# Is this the correct place?



## TheRealRonn (Nov 3, 2008)

Not sure if I'm posting in the correct category, apologies if this is incorrect (but I could not find any other place to praise or ask questions regarding any of the other sections of WotBS).

First, I have been THRILLED with the War of the Burning Sky saga as a DM, and think EN Publishing has produced an epic adventure as good as or better than anything published by WotC or others. The players in our group have enjoyed it as well, saying they prefer it to any other adventure they are playing.

_________

*Question from Scouring of Gate Pass:*

At the end of the episode, Boreus the Inquisitor protects himself and others in his group with a Magic Circle against Chaos so that Haddin cannot dominate him. But... Hadin is not choatically aligned, he is Neutral Evil. As a DM, should Boreus be protected anyway or should this be played as a mistake on the Inquistor's part?
_________

Thank you for the wonderful product!


----------



## Marius Delphus (Nov 3, 2008)

This is certainly the right place!_

Magic circle against chaos_ references _magic circle against evil_ which in turn references _protection from evil_. _Protection from evil_ says, in part:



			
				SRD said:
			
		

> Second, the barrier blocks any attempt to possess the warded creature (by a _magic jar_ attack, for example) or to exercise mental control over the creature (including enchantment (charm) effects and enchantment (compulsion) effects that grant the caster ongoing control over the subject, such as _dominate person_). The protection does not prevent such effects from targeting the protected creature, but it suppresses the effect for the duration of the _protection from evil_ effect. If the _protection from evil_ effect ends before the effect granting mental control does, the would-be controller would then be able to mentally command the controlled creature. Likewise, the barrier keeps out a possessing life force but does not expel one if it is in place before the spell is cast. *This second effect works regardless of alignment.*



(Emphasis added.)

So Boreus and anyone else he targets with _magic circle against chaos_ should be protected from Haddin. But since _dominate person_ will outlast it, Boreus is clearly counting on being able to either do away with Haddin during the fight or dispel any lasting charms that land before the _magic circle_ ends.

Collected material:
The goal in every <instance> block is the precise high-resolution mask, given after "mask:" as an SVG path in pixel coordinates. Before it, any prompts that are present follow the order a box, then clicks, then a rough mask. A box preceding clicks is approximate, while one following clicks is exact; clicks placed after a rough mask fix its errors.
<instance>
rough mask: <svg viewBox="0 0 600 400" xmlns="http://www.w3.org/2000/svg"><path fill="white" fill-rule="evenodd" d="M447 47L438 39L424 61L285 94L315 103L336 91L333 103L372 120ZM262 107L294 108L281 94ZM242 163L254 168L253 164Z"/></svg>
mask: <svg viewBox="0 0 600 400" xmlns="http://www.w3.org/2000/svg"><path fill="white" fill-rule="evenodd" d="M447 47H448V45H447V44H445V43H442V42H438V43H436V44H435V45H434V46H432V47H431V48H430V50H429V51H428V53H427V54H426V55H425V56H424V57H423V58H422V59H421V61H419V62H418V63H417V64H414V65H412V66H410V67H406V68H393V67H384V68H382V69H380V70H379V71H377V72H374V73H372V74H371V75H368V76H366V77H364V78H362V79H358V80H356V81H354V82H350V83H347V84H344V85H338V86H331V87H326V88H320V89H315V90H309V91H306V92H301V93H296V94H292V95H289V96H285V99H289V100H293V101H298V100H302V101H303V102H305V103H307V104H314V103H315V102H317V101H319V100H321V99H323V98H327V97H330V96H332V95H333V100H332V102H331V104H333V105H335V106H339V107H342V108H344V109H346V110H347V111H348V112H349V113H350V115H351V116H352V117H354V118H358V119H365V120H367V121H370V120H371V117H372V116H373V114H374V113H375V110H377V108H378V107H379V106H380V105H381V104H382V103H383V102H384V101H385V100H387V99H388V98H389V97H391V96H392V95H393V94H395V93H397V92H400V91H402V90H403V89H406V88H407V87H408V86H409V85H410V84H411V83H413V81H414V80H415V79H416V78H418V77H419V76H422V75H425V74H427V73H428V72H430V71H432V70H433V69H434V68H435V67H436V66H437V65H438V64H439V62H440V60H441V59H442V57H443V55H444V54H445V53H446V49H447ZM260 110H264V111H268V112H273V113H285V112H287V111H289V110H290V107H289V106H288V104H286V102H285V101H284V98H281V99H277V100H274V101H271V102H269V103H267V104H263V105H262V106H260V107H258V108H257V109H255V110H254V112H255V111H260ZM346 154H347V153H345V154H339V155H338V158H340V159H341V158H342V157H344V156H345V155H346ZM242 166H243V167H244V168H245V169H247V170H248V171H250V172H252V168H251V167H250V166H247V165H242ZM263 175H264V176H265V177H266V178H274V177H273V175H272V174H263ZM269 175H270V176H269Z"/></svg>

Problems and tasks:
• a. Output the section of the War of the Burning Sky thread from "Not sure if" to "the Inquistor's part?", word for word.
• b. Pick up the War of the Burning Sky forum thread after its last post and continue it.
The lines above come from a separate source that has no connection to the forum thread.

Expected results:
• a.
Not sure if I'm posting in the correct category, apologies if this is incorrect (but I could not find any other place to praise or ask questions regarding any of the other sections of WotBS).

First, I have been THRILLED with the War of the Burning Sky saga as a DM, and think EN Publishing has produced an epic adventure as good as or better than anything published by WotC or others. The players in our group have enjoyed it as well, saying they prefer it to any other adventure they are playing.

_________

*Question from Scouring of Gate Pass:*

At the end of the episode, Boreus the Inquisitor protects himself and others in his group with a Magic Circle against Chaos so that Haddin cannot dominate him. But... Hadin is not choatically aligned, he is Neutral Evil. As a DM, should Boreus be protected anyway or should this be played as a mistake on the Inquistor's part?

• b.
Thanks for the compliments!


----------



## TheRealRonn (Nov 3, 2008)

Thank you for the quick help! I was afraid Boreus was in for a seriously short appearance!


----------



## Nebten (Nov 3, 2008)

But Haddin shouldn't be a factor in the fight. Being level 9 he could wipe 1/2 the entire encounter by himself and should only be used as a safety valve if the PCs are getting the arses handed to them. I let the PC's shine in this very difficult encounter, only bringing out Haddin in a time of need.


----------



## Primitive Screwhead (Nov 3, 2008)

.. and in my campaign, the PC's failed to protect Haddin and he got a knife to the ribs, and was out of the combat before initiative was rolled.

Of course, I also had 7 PCs and had no desire to encumber the group with more characters I would forget about during the second module... and mu players aren't exactly the shining heroes of legend


----------



## Rugult (Nov 5, 2008)

Primitive Screwhead said:


> .. and in my campaign, the PC's failed to protect Haddin and he got a knife to the ribs, and was out of the combat before initiative was rolled.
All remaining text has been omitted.